> _WORK ORDER_:
Keep the pictures out of the copy and repeat the records exactly.

[Point-per-instance localization data]
----------------

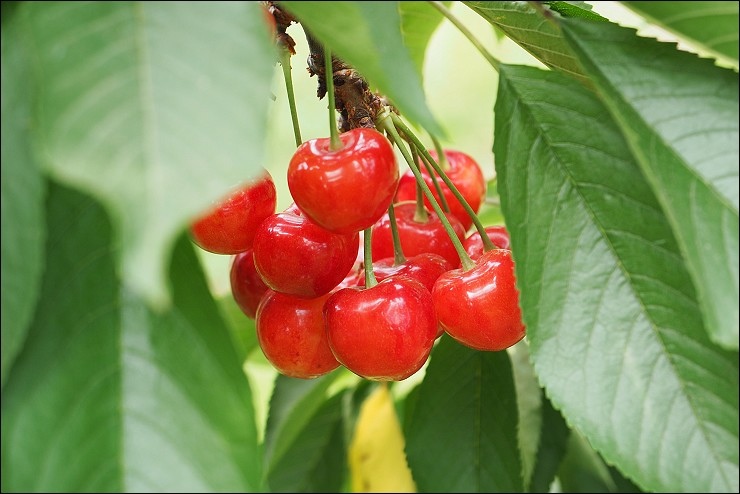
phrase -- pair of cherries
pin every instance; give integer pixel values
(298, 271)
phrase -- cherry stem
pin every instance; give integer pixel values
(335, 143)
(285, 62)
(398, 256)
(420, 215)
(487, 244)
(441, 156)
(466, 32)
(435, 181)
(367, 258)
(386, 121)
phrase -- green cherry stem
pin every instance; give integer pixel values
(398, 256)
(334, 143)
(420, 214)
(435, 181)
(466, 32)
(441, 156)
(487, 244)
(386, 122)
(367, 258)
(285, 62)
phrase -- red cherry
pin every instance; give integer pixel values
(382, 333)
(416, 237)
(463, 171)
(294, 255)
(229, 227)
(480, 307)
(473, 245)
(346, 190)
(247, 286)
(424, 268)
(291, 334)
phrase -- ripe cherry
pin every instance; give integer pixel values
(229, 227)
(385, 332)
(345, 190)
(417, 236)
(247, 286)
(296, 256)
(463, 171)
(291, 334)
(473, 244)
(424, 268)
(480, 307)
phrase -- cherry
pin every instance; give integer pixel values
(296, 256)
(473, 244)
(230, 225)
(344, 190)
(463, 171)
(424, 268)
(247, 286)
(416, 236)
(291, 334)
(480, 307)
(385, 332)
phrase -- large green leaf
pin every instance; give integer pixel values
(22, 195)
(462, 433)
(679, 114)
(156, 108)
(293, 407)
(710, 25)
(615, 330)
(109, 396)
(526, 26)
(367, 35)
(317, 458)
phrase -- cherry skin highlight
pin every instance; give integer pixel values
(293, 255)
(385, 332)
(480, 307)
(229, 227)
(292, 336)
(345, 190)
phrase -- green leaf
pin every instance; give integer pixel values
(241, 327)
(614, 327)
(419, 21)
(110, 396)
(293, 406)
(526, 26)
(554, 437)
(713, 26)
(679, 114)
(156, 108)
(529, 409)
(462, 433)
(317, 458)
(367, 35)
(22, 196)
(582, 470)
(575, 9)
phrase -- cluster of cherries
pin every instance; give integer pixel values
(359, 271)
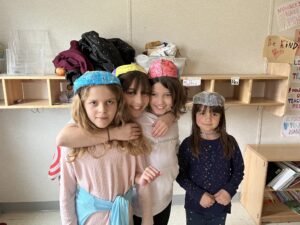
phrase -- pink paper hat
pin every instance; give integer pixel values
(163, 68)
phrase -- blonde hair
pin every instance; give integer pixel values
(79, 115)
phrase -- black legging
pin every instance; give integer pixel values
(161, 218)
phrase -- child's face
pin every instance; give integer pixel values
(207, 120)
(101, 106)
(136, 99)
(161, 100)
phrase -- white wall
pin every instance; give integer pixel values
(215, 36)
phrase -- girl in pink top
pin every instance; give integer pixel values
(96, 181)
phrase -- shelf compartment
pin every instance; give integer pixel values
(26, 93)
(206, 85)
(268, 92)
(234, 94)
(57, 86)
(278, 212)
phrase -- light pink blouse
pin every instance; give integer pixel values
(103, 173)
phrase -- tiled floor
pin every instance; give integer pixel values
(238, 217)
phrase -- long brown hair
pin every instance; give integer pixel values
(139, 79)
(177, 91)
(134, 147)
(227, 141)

----------------

> _COMPLETED EXERCISE_:
phrase -- pair of cherries
pin every instance; give integer pixel values
(298, 271)
phrase -- cherry stem
pin every instance; give integer pixel values
(335, 143)
(285, 62)
(398, 256)
(420, 215)
(487, 244)
(441, 156)
(466, 32)
(435, 181)
(367, 258)
(386, 121)
phrase -- green cherry stem
pin every instance; give integer pixel values
(398, 256)
(334, 143)
(420, 214)
(435, 181)
(466, 32)
(441, 156)
(487, 244)
(386, 122)
(367, 258)
(285, 62)
phrase -- red cherry
pin every instance; give integer pixel values
(382, 333)
(416, 237)
(463, 171)
(294, 255)
(229, 227)
(480, 307)
(473, 245)
(346, 190)
(247, 286)
(424, 268)
(291, 334)
phrase -- ripe cherry
pin every instance; give integer pixel values
(229, 227)
(385, 332)
(345, 190)
(417, 236)
(247, 286)
(296, 256)
(463, 171)
(291, 334)
(473, 244)
(424, 268)
(480, 307)
phrase -- cherry
pin every instance; give integer pixel values
(296, 256)
(473, 244)
(230, 225)
(344, 190)
(463, 171)
(424, 268)
(247, 286)
(416, 236)
(291, 334)
(480, 307)
(385, 332)
phrase -- large green leaf
pin every instance; give integer pixel values
(22, 195)
(462, 433)
(679, 114)
(156, 108)
(293, 407)
(710, 25)
(615, 330)
(109, 396)
(526, 26)
(367, 35)
(317, 458)
phrase -- cherry skin highlight
pin every instance; give integer pixel values
(293, 255)
(385, 332)
(480, 307)
(229, 227)
(292, 336)
(345, 190)
phrase -- green leaf
pin every instance; give integer pixel values
(241, 327)
(614, 327)
(419, 21)
(110, 396)
(293, 406)
(526, 26)
(554, 437)
(713, 26)
(679, 114)
(156, 108)
(529, 409)
(462, 433)
(317, 458)
(367, 35)
(22, 196)
(582, 470)
(575, 9)
phrase -- cluster of cherries
pin every instance; give integer pixel values
(359, 271)
phrase -- pink paper hat
pin every instance; give integer pixel values
(163, 68)
phrase -- blonde hair
pin every instance; give integer pixel values
(79, 115)
phrase -- black legging
pin every instance; give integer pixel values
(161, 218)
phrase -- child's face
pin every instance; give integer pixel values
(207, 120)
(101, 106)
(136, 99)
(161, 100)
phrase -- white wall
pin every instance; give integer pixel values
(215, 36)
phrase -- girl in pink top
pin every instance; give integer pixel values
(96, 181)
phrase -- shelf compartment
pin every instance; give integer pixel values
(26, 93)
(206, 85)
(268, 92)
(234, 94)
(57, 86)
(278, 212)
phrase -- light pink blouse
pin every instance; give integer pixel values
(103, 173)
phrase -- tiled floor
pin every instance; give integer pixel values
(238, 217)
phrase -- long brown hair
pin every instance; give integer pixel values
(139, 79)
(177, 91)
(134, 147)
(227, 141)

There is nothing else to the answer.